(Information begins)

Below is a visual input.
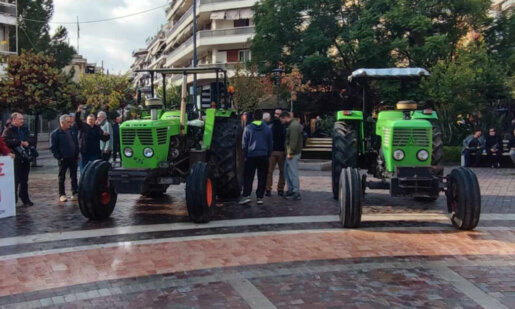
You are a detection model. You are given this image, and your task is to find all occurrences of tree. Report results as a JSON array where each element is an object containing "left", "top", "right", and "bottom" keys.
[
  {"left": 422, "top": 43, "right": 511, "bottom": 145},
  {"left": 157, "top": 85, "right": 182, "bottom": 109},
  {"left": 484, "top": 11, "right": 515, "bottom": 76},
  {"left": 251, "top": 0, "right": 490, "bottom": 88},
  {"left": 79, "top": 74, "right": 135, "bottom": 113},
  {"left": 16, "top": 0, "right": 75, "bottom": 69},
  {"left": 230, "top": 65, "right": 270, "bottom": 112}
]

(Information ends)

[What you are asked to do]:
Print every line above exactly. Leave the pictures out.

[Result of the task]:
Below is a visual input.
You are a detection model. You are given this image, and your task is to find all occurrences of tree. Report results as a JSON array where each element is an object containing "left", "top", "right", and "bottom" keys.
[
  {"left": 422, "top": 43, "right": 511, "bottom": 145},
  {"left": 157, "top": 85, "right": 182, "bottom": 109},
  {"left": 484, "top": 11, "right": 515, "bottom": 76},
  {"left": 251, "top": 0, "right": 490, "bottom": 88},
  {"left": 79, "top": 74, "right": 135, "bottom": 113},
  {"left": 16, "top": 0, "right": 75, "bottom": 69},
  {"left": 230, "top": 65, "right": 270, "bottom": 112}
]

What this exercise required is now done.